··· Records for this task ···

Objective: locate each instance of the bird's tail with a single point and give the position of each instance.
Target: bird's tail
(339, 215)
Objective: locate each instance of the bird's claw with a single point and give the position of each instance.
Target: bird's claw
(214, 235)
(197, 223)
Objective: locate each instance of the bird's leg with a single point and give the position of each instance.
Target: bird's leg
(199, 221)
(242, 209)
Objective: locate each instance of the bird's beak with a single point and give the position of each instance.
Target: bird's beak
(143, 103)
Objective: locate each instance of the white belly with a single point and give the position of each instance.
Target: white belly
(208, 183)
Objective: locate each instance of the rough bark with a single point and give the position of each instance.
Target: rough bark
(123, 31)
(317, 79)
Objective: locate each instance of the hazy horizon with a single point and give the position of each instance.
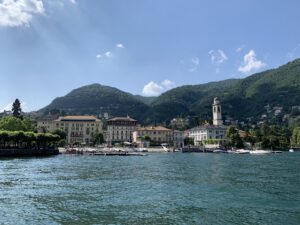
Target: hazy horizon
(49, 47)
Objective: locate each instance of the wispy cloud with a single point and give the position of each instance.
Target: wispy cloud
(194, 64)
(8, 107)
(218, 56)
(239, 49)
(109, 54)
(251, 63)
(120, 45)
(15, 13)
(106, 55)
(294, 53)
(155, 89)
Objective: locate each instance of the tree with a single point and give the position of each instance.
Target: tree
(11, 123)
(16, 108)
(295, 141)
(62, 134)
(189, 141)
(97, 138)
(233, 138)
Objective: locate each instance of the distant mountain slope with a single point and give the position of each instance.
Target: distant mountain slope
(240, 98)
(95, 99)
(146, 100)
(185, 100)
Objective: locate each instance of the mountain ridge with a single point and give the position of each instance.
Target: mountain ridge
(240, 98)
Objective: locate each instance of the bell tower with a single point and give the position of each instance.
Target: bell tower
(217, 113)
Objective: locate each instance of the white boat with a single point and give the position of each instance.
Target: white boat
(242, 151)
(219, 151)
(164, 146)
(141, 149)
(260, 152)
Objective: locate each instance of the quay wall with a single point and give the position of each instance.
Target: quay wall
(27, 152)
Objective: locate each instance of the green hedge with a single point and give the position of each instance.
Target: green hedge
(20, 139)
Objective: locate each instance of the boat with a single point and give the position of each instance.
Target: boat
(241, 151)
(219, 151)
(164, 146)
(260, 152)
(141, 150)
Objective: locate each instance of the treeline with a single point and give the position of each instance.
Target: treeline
(27, 140)
(265, 137)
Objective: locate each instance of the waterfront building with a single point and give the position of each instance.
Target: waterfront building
(79, 129)
(179, 123)
(120, 129)
(45, 125)
(178, 139)
(158, 135)
(213, 135)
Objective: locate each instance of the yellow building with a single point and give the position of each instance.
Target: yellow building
(158, 134)
(79, 129)
(119, 129)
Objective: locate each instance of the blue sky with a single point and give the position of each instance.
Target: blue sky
(49, 47)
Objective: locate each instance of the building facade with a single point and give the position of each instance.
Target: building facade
(79, 129)
(215, 134)
(120, 129)
(159, 135)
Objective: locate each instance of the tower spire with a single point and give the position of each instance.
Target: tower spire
(217, 113)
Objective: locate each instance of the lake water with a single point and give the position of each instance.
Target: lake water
(162, 188)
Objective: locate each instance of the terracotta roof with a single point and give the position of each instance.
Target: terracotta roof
(77, 118)
(210, 127)
(122, 119)
(158, 128)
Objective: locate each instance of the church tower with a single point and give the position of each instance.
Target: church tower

···

### Directions
Beginning with the line containing "Objective: locate each instance of the waterfront" in the material above, copy every line exactly until you have copied the line containing "Objective: locate each instance of the yellow".

### Exercise output
Objective: locate each instance of the waterfront building with a single point and give the position of each instance.
Target: waterfront building
(79, 129)
(179, 123)
(120, 129)
(45, 125)
(178, 139)
(158, 135)
(213, 135)
Objective: locate each instance of the yellow building with a single point and give the position of each instance.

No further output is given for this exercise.